§ **Given text**:
+===+

WIKI_CACHE_DIR = os.path.join(get_adalflow_default_root_path(), "wikicache")
os.makedirs(WIKI_CACHE_DIR, exist_ok=True)

def get_wiki_cache_path(owner: str, repo: str, repo_type: str, language: str) -> str:
    """Generates the file path for a given wiki cache."""
    filename = f"deepwiki_cache_{repo_type}_{owner}_{repo}_{language}.json"
    return os.path.join(WIKI_CACHE_DIR, filename)

async def read_wiki_cache(owner: str, repo: str, repo_type: str, language: str) -> Optional[WikiCacheData]:
    """Reads wiki cache data from the file system."""
    cache_path = get_wiki_cache_path(owner, repo, repo_type, language)
    if os.path.exists(cache_path):
        try:
            with open(cache_path, 'r', encoding='utf-8') as f:
                data = json.load(f)
                return WikiCacheData(**data)
        except Exception as e:
            logger.error(f"Error reading wiki cache from {cache_path}: {e}")
            return None
    return None

async def save_wiki_cache(data: WikiCacheRequest) -> bool:
    """Saves wiki cache data to the file system."""
    cache_path = get_wiki_cache_path(data.repo.owner, data.repo.repo, data.repo.type, data.language)
    logger.info(f"Attempting to save wiki cache. Path: {cache_path}")
    try:
        payload = WikiCacheData(
            wiki_structure=data.wiki_structure,
            generated_pages=data.generated_pages,
            repo=data.repo,
            provider=data.provider,
            model=data.model
        )
        # Log size of data to be cached for debugging (avoid logging full content if large)
        try:
            payload_json = payload.model_dump_json()
            payload_size = len(payload_json.encode('utf-8'))
            logger.info(f"Payload prepared for caching. Size: {payload_size} bytes.")
        except Exception as ser_e:
            logger.warning(f"Could not serialize payload for size logging: {ser_e}")


        logger.info(f"Writing cache file to: {cache_path}")
        with open(cache_path, 'w', encoding='utf-8') as f:
            json.dump(payload.model_dump(), f, indent=2)
        logger.info(f"Wiki cache successfully saved to {cache_path}")
        return True
    except IOError as e:
        logger.error(f"IOError saving wiki cache to {cache_path}: {e.strerror} (errno: {e.errno})", exc_info=True)
        return False
    except Exception as e:
        logger.error(f"Unexpected error saving wiki cache to {cache_path}: {e}", exc_info=True)
        return False

# --- Wiki Cache API Endpoints ---

@app.get("/api/wiki_cache", response_model=Optional[WikiCacheData])
async def get_cached_wiki(
    owner: str = Query(..., description="Repository owner"),
    repo: str = Query(..., description="Repository name"),
    repo_type: str = Query(..., description="Repository type (e.g., github, gitlab)"),
    language: str = Query(..., description="Language of the wiki content")

+===+

§ **Required tasks**:
a. In the wiki cache code, what folder name is joined to the default root path to form the cache directory?
b. Copy the part of the wiki cache code word for word, starting at "# Log size of" and ending at "payload_json = payload.model_dump_json()".

+===+

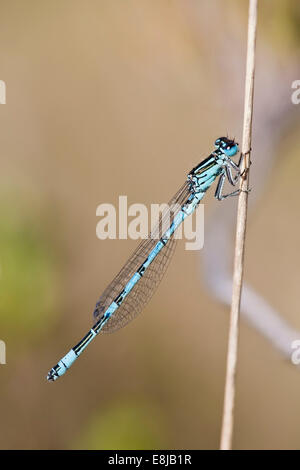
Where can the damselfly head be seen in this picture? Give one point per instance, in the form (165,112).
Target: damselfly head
(228,146)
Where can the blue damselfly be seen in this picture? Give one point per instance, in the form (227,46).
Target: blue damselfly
(132,288)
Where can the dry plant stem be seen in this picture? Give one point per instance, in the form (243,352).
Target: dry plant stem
(229,398)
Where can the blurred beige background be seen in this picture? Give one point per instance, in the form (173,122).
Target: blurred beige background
(109,98)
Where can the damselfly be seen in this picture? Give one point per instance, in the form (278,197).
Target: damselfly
(131,289)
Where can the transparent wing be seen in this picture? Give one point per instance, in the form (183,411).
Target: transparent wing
(141,293)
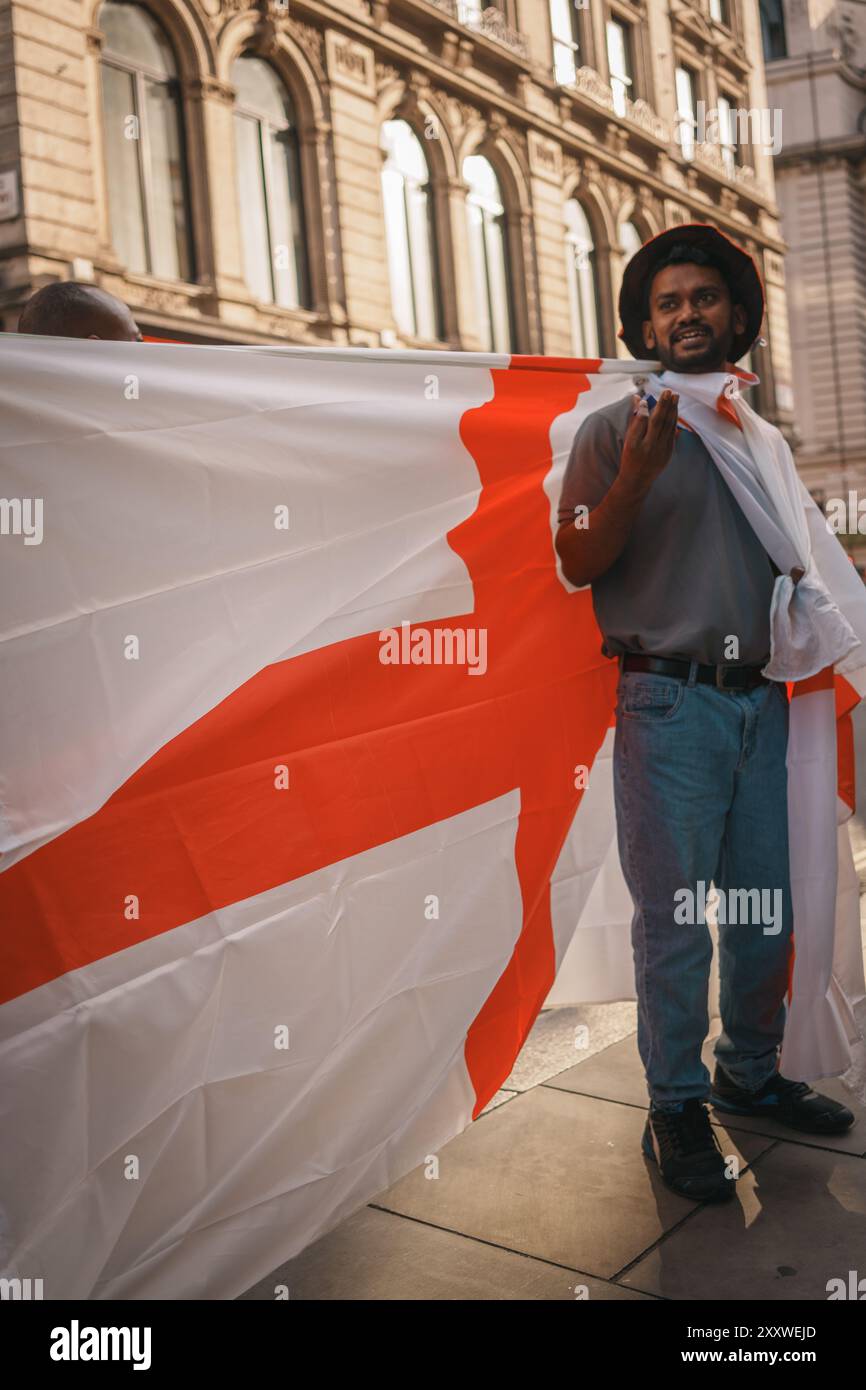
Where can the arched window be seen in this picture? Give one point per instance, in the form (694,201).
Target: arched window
(145,159)
(488,253)
(583,282)
(268,186)
(630,241)
(409,232)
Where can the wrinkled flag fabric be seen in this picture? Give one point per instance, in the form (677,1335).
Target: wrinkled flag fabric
(296,830)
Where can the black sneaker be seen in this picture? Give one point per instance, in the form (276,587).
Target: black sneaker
(788,1102)
(685,1148)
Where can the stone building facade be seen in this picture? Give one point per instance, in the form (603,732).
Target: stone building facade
(549,139)
(816,75)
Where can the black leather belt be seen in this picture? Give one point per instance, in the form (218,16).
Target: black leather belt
(724,677)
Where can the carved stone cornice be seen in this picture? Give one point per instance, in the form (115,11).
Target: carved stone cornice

+===+

§ **Solution set**:
a. "wikicache"

b.
# Log size of data to be cached for debugging (avoid logging full content if large)
        try:
            payload_json = payload.model_dump_json()